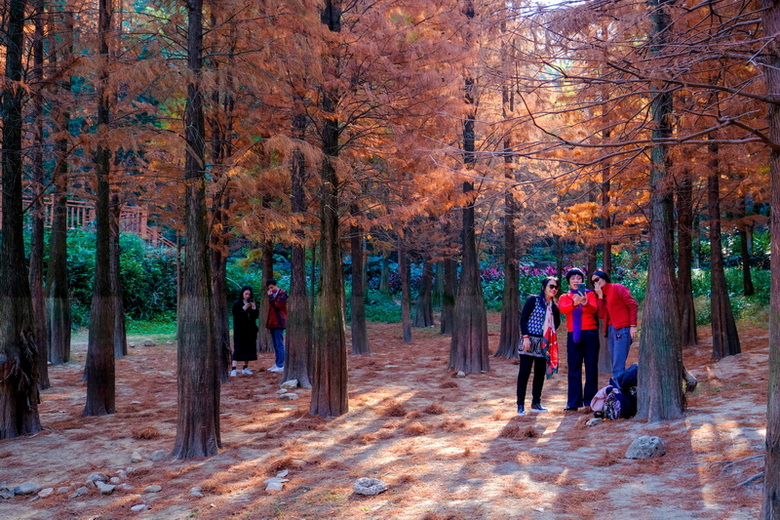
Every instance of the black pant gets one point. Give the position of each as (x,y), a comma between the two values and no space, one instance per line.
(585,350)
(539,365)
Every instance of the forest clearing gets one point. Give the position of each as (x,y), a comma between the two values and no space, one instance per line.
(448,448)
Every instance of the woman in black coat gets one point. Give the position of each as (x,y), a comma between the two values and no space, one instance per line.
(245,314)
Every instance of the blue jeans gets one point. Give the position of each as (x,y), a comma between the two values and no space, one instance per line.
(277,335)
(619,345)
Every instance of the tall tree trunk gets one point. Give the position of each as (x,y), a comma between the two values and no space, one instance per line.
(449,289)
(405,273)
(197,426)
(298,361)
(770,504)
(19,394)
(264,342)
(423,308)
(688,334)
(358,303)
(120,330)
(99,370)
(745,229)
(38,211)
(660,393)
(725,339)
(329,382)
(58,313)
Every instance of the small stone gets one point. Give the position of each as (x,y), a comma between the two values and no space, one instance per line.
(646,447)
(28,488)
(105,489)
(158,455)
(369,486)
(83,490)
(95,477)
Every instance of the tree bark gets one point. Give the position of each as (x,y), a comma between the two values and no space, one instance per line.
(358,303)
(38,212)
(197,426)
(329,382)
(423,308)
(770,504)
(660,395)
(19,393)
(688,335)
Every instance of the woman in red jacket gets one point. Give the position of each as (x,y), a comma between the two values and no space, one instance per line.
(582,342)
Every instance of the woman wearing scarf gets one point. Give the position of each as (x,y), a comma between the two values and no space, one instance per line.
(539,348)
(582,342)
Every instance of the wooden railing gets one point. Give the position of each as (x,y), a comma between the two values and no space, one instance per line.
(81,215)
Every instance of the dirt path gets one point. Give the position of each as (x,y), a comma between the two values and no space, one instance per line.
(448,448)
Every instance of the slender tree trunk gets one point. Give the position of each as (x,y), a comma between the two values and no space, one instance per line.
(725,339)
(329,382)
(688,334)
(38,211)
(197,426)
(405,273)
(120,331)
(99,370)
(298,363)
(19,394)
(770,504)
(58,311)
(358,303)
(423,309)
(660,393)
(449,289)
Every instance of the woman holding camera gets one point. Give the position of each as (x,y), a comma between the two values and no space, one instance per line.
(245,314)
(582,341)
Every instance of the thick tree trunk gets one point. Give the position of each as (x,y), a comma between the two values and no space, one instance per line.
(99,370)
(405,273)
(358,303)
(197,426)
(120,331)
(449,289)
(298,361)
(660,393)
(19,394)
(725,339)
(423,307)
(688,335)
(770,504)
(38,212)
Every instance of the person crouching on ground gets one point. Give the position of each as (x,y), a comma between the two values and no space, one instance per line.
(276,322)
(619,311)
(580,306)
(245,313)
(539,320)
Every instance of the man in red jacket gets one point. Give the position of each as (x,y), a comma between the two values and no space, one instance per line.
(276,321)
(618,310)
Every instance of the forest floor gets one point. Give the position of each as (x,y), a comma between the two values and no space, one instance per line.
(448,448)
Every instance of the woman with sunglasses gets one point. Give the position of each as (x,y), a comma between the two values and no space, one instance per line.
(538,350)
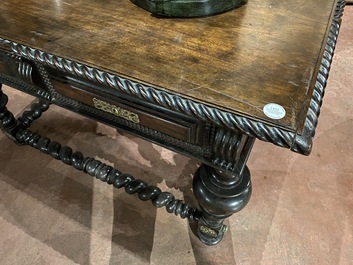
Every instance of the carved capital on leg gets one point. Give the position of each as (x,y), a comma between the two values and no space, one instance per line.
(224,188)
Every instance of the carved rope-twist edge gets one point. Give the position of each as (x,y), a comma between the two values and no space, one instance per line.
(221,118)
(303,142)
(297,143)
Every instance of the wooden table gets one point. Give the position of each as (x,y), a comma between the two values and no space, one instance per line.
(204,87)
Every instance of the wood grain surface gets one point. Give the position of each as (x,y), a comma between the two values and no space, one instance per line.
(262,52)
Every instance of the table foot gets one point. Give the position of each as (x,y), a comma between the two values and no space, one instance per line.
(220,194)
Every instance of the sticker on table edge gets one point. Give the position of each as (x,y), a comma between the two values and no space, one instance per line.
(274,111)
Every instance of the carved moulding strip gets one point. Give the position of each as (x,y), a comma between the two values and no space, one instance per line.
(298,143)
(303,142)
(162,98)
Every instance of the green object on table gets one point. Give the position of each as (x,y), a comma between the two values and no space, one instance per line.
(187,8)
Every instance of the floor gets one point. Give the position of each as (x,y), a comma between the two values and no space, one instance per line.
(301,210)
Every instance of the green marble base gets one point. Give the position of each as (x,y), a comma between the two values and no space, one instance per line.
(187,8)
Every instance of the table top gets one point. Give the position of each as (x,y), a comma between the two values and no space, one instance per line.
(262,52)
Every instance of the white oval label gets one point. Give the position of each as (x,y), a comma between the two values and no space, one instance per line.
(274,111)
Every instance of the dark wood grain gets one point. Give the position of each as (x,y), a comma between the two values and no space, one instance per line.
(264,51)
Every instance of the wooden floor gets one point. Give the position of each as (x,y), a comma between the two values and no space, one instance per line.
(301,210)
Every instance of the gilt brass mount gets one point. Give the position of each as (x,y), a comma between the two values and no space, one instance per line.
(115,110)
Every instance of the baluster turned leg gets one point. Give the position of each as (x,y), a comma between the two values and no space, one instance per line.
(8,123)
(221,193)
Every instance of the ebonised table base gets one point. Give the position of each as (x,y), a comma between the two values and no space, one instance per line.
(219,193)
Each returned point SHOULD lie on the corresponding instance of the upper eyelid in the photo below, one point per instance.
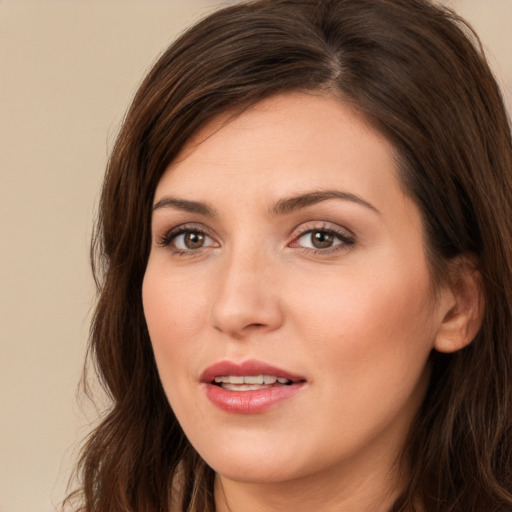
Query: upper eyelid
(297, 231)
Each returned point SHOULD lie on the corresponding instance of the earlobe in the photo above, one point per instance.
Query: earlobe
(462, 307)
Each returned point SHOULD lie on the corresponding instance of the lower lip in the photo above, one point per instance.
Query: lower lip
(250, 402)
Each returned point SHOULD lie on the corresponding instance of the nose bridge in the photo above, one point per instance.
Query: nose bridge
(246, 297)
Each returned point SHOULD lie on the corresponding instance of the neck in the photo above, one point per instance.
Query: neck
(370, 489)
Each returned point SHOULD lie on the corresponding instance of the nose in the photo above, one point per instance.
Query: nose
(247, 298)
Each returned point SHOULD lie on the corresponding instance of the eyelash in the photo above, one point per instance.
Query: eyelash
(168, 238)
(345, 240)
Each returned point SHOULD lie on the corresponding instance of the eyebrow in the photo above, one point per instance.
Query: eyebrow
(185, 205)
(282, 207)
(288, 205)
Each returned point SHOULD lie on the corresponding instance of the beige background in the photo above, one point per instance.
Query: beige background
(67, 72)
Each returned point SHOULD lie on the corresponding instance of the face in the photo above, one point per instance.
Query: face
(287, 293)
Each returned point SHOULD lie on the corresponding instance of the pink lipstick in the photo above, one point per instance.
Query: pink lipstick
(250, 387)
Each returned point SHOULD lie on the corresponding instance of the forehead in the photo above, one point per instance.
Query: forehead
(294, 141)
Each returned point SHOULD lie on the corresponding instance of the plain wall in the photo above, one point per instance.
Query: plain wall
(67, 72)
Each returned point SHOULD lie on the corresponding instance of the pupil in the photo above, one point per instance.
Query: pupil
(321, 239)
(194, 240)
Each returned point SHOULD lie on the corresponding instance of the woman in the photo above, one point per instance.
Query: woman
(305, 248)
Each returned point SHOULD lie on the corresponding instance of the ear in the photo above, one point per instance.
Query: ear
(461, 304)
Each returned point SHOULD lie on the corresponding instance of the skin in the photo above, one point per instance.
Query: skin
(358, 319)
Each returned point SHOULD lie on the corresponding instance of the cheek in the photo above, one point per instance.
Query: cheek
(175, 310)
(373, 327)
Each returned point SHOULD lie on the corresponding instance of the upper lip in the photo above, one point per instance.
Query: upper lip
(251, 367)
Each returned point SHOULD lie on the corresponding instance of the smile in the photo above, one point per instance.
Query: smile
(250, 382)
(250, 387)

-=-=-

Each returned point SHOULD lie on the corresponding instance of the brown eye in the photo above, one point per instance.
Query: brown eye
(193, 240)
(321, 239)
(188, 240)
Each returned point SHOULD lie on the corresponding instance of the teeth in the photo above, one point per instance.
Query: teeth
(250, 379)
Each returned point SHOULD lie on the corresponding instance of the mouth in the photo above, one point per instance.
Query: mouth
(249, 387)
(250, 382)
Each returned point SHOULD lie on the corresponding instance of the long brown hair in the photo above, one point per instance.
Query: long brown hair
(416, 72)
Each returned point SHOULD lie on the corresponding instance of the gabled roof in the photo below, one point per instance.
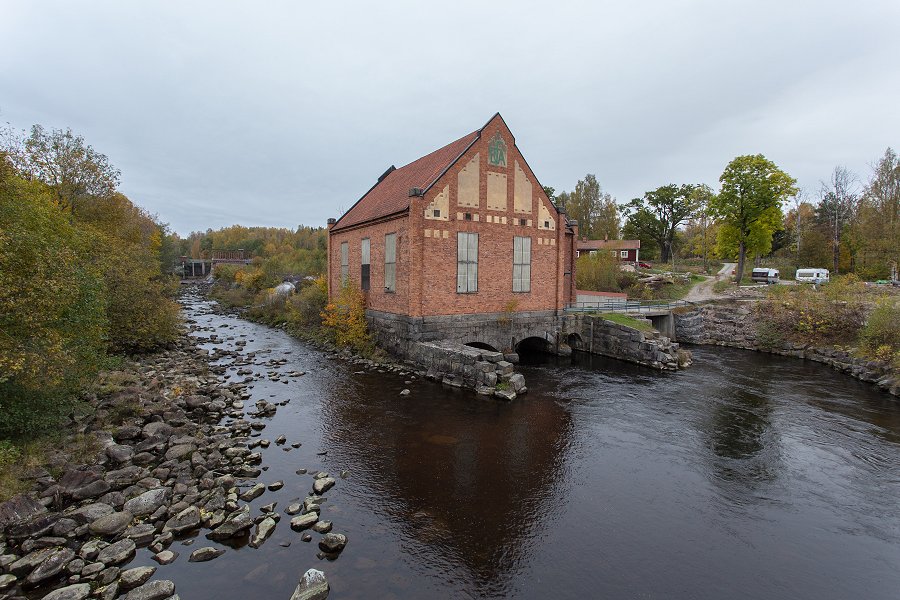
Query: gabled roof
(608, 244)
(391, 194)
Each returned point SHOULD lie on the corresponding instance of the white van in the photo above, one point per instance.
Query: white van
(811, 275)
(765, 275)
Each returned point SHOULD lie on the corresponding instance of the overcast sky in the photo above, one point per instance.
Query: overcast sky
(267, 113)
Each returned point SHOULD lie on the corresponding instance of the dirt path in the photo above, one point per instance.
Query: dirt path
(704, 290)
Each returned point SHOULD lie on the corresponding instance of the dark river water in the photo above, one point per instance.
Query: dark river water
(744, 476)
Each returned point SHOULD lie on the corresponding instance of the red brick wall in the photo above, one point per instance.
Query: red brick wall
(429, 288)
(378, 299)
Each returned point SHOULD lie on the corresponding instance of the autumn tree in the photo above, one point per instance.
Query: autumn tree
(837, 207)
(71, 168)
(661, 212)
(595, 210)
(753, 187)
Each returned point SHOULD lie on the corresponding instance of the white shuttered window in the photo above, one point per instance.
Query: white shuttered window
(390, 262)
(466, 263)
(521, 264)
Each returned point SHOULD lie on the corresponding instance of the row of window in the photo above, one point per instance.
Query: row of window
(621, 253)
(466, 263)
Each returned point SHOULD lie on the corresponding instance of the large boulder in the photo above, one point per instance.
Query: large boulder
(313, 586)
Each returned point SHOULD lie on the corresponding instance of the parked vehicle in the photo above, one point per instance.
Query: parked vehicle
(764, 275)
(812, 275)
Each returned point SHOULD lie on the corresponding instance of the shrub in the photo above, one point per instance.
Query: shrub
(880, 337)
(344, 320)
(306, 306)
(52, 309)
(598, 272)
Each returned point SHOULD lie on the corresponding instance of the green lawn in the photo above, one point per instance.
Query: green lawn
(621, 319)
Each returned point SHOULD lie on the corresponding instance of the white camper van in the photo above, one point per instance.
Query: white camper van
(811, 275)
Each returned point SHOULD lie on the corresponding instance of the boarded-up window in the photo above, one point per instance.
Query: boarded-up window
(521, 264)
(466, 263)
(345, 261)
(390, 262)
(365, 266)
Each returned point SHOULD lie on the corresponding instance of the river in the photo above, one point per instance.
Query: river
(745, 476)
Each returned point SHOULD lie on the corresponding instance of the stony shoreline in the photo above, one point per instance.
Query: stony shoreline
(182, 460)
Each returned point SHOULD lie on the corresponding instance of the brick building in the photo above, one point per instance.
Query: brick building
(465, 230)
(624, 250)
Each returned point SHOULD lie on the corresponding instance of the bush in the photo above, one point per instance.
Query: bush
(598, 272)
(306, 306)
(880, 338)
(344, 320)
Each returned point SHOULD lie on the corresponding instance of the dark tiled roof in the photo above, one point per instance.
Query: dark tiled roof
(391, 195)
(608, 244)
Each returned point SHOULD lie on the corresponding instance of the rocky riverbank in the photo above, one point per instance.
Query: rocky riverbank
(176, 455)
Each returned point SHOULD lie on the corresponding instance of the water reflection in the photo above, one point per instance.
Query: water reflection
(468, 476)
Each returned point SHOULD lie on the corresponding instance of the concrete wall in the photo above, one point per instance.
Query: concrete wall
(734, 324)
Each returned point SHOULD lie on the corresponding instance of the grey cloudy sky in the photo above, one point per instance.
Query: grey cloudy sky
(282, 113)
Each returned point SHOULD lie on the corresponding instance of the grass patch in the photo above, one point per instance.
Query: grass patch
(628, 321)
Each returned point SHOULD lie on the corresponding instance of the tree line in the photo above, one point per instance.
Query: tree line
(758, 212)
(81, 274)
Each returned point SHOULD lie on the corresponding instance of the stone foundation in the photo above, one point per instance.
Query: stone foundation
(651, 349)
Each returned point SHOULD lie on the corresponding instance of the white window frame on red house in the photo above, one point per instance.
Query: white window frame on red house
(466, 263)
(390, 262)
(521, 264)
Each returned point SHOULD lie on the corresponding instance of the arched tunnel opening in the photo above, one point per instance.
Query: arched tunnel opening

-=-=-

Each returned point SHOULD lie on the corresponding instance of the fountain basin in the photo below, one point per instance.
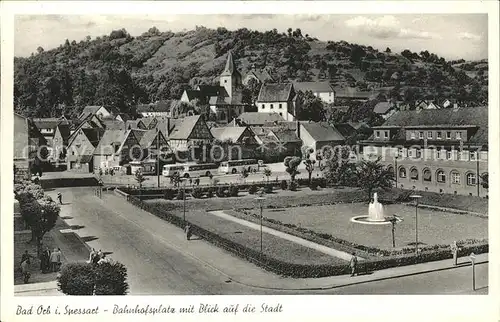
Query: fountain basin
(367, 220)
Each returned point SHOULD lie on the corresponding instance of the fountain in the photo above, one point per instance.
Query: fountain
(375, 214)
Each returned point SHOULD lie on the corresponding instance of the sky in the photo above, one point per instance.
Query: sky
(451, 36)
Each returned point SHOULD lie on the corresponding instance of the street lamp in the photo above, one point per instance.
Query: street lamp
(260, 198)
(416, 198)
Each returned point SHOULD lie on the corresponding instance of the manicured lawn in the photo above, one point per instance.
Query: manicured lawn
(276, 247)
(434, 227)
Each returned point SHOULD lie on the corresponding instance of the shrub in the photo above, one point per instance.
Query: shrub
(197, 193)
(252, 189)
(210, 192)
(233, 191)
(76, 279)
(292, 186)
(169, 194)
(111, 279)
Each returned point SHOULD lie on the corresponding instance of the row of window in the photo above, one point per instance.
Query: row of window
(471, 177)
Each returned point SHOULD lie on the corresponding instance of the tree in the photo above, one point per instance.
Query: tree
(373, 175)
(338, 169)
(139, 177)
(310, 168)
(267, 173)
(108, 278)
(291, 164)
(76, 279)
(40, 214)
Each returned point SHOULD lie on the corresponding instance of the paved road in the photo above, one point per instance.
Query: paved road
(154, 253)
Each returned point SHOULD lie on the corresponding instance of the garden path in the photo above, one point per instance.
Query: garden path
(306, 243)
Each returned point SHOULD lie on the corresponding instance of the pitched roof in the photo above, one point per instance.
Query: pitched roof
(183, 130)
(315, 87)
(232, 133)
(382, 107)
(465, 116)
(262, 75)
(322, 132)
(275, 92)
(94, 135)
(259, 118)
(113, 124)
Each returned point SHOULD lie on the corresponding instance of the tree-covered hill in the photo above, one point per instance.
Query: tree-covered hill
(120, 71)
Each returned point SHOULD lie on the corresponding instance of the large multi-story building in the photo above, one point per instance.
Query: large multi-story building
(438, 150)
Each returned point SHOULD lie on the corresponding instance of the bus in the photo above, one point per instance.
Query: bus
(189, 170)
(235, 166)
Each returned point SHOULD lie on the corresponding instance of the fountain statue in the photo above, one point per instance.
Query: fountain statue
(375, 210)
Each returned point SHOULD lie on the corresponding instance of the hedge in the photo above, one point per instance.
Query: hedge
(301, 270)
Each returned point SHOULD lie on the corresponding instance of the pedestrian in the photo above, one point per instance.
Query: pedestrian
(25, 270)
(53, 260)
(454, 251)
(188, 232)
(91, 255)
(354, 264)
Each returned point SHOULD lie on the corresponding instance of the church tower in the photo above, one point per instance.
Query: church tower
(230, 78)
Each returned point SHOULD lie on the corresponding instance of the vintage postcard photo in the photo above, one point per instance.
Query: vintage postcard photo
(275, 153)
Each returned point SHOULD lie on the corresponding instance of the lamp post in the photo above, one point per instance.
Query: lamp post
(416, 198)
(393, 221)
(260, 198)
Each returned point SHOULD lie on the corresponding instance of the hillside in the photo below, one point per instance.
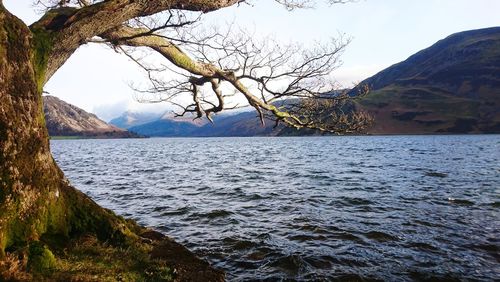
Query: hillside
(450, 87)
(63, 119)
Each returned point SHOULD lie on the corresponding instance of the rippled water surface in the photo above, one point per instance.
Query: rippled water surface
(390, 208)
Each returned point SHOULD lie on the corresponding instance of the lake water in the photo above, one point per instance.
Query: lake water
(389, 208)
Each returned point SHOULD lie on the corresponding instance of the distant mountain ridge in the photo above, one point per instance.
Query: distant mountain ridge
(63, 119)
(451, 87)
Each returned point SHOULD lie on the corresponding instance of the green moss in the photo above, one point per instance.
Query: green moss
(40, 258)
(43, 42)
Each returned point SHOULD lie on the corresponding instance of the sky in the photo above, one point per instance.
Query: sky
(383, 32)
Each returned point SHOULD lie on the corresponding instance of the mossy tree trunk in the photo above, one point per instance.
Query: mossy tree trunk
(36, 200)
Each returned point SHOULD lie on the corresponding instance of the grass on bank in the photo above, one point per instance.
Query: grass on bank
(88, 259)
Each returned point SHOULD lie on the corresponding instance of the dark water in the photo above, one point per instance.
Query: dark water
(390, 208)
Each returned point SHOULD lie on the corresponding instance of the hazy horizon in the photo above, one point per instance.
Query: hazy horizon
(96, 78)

-=-=-

- **Problem details**
Each line in the listing above that includes the word "opening" needs to be copied out.

- **Task response**
Each returned point SHOULD lie on the corresponding instance of the arched tunnel opening in the photo above, one point per instance.
Query: arched tunnel opening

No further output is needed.